§ TEXTAUSZUG:
F: Der Verband fordert seit geraumer Zeit, dass die Physiotherapieausbildung akademisiert wird. Gleichzeitig wird die Schulgeldfreiheit aber als berufspolitischer Erfolg gefeiert und die Ausbildungsvergütung begrüßt. Wie passt das zusammen?

A: Zurzeit findet eine regelrechte Flucht aus unserem Beruf statt, weil weder die Ausbildung noch die Rahmenbedingungen für die Berufsausübung attraktiv erscheinen. Als kurz- und mittelfristig wirksame Maßnahmen sind die Beseitigung von Hürden wichtig, damit sich junge Menschen wieder für die Ausbildung in unserem Beruf zu begeistern. Aus diesem Grund haben wir uns für die Schulgeldfreiheit stark gemacht und begrüßen die Ausbildungsvergütung. Sie sind wichtige Initiativen, um wieder mehr Nachwuchs in die Ausbildung zu bringen.
Allerdings muss man auch feststellen: Blickt man ins europäische Ausland, so steht Deutschland mit seiner fachschulischen Ausbildung heute völlig alleine da! PHYSIO-DEUTSCHLAND setzt sich für eine an den zukünftigen Anforderungen einer hochwertigen Patientenversorgung orientierten Ausbildung ein. Dazu ist eine grundlegende Revision der Ausbildung, verbunden mit einer Anhebung auf Hochschulniveau dringend erforderlich. Im Sozialgesetzbuch Nummer 5 wird die Forderung nach Evidenz von Behandlungsmethoden erhoben. Evidenzbasierte physiotherapeutische Diagnostik und Therapie, die zunehmend komplexen Versorgungsbedarfen gerecht werden, erfordert eine wissenschaftliche Qualifikation von Physiotherapeuten. Wenn wir auf die künftigen Versorgungsbedarfe schauen, so werden die Herausforderungen deutlich. Die Zahl der multimorbiden und chronisch kranken Menschen steigt. Die Verlängerung der Lebensarbeitszeit auf künftig 67 Jahre bringt mit sich, dass Menschen länger arbeitsfähig bleiben müssen. Dazu kommt die Zunahme von Hochbetagten sowie eine steigende Zahl an psychischen Erkrankungen. An der Bewältigung dieser Herausforderungen wollen wir uns aktiv beteiligen. Physiotherapeuten sollen befähigt werden, sich am erforderlichen Strukturwandel des Gesundheitswesens zu beteiligen bspw. der Digitalisierung und Verbesserung der Kommunikations- und Versorgungsstrukturen. Dazu braucht es aber mehr - und zum Teil auch andere - Kompetenzen, als sie in der aktuellen Ausbildungsstruktur vermittelt werden. Bereits 2007 hat der Sachverständigenrat zur Begutachtung der Entwicklung im Gesundheitswesen die Diskussion um die Neuverteilung von Aufgaben im Gesundheitswesen angestoßen. Im Koalitionsvertrag wurde sie nun endlich durch die Politik aufgegriffen. Zwar immer noch viel zu zögerlich, aber immerhin hat man erkannt, dass eine Neuordnung der Ausbildungswege dringend erforderlich ist.

§ EINGABEDATEN:
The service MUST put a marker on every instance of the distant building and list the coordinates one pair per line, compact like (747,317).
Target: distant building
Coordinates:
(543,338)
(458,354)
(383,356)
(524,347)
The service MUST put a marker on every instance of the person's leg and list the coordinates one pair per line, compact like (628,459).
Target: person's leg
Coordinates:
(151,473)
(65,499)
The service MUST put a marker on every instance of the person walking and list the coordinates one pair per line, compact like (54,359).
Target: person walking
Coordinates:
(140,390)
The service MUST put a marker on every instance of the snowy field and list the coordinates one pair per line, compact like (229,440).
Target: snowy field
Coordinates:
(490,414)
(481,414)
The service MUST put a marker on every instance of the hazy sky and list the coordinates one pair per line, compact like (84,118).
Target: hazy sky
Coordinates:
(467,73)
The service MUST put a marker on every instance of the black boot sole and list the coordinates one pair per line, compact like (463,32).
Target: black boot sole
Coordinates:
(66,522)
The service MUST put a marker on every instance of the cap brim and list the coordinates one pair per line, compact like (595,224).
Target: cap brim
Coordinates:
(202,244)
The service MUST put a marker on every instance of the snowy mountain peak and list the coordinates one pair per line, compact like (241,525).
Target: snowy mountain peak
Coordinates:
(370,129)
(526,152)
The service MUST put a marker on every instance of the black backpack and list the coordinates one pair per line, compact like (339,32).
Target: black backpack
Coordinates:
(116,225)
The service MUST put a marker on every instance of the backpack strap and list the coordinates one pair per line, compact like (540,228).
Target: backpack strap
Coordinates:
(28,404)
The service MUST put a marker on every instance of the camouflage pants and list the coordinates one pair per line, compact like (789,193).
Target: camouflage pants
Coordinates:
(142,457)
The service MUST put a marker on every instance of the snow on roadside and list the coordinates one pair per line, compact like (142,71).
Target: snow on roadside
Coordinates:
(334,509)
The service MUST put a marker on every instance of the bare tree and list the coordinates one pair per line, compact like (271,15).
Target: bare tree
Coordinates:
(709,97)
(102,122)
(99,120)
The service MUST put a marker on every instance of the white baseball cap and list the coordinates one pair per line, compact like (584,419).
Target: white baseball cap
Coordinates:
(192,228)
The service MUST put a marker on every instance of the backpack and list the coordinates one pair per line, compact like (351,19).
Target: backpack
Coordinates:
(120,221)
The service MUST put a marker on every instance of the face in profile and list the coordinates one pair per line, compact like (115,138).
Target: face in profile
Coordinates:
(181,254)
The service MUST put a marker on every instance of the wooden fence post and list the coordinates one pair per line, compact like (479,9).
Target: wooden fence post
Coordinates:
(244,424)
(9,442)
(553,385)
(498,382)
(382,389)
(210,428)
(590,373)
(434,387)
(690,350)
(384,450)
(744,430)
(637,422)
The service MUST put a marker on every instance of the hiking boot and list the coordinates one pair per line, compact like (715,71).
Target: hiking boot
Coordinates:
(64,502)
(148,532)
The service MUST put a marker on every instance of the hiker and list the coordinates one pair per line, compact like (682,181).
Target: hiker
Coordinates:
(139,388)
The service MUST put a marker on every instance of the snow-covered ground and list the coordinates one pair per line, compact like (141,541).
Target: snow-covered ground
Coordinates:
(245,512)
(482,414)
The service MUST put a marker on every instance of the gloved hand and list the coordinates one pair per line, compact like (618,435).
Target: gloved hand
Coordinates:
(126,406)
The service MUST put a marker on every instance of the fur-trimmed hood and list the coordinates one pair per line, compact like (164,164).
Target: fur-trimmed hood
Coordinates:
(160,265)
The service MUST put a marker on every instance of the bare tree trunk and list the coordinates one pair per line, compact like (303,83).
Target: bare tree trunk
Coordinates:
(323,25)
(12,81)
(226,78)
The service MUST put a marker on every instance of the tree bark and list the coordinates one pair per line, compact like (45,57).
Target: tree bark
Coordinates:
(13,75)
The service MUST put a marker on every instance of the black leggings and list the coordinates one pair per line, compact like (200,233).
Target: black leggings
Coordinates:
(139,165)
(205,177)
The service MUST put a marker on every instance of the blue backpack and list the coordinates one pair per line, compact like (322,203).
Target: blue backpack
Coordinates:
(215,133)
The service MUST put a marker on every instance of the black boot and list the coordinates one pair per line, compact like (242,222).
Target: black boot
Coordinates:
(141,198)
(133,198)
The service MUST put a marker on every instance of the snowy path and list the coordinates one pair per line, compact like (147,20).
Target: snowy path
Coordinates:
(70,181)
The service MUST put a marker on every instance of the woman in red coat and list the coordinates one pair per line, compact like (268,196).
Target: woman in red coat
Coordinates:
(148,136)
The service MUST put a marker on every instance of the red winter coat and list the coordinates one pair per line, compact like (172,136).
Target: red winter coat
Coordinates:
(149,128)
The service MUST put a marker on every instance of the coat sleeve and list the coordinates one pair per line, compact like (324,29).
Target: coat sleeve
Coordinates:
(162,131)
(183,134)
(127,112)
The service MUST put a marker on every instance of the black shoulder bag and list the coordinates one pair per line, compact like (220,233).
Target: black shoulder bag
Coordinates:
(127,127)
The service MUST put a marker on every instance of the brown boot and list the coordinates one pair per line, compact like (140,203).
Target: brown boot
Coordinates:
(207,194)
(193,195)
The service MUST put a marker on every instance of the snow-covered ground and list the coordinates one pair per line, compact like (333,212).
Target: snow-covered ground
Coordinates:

§ AUFGABENSTELLUNG:
**A)** Überarbeite im Textauszug die Passage von "F: Der Verband" bis "passt das zusammen?" und ersetze dabei "Verband" durch "Berufsverband".
**B)** Stimmen die folgenden Aussagen mit dem Textauszug überein? Beantworte jede mit Ja oder Nein und zitiere die entscheidenden Worte.
(i) Im Vergleich mit dem europäischen Ausland steht Deutschland mit seiner fachschulischen Ausbildung allein da.
(ii) Der Sachverständigenrat hat die Diskussion um die Neuverteilung von Aufgaben im Gesundheitswesen im Jahr 2010 angestoßen.
(iii) Die Zahl der multimorbiden und chronisch kranken Menschen sinkt.
**C)** Auf wie viele Jahre wird die Lebensarbeitszeit laut Textauszug künftig verlängert?

§ LÖSUNGEN:
**A)**
F: Der Berufsverband fordert seit geraumer Zeit, dass die Physiotherapieausbildung akademisiert wird. Gleichzeitig wird die Schulgeldfreiheit aber als berufspolitischer Erfolg gefeiert und die Ausbildungsvergütung begrüßt. Wie passt das zusammen?

**B)**
(i) Ja: "so steht Deutschland mit seiner fachschulischen Ausbildung heute völlig alleine da"
(ii) Nein: "Bereits 2007 hat der Sachverständigenrat zur Begutachtung der Entwicklung im Gesundheitswesen die Diskussion um die Neuverteilung von Aufgaben im Gesundheitswesen angestoßen."
(iii) Nein: "Die Zahl der multimorbiden und chronisch kranken Menschen steigt."

**C)** Auf 67 Jahre.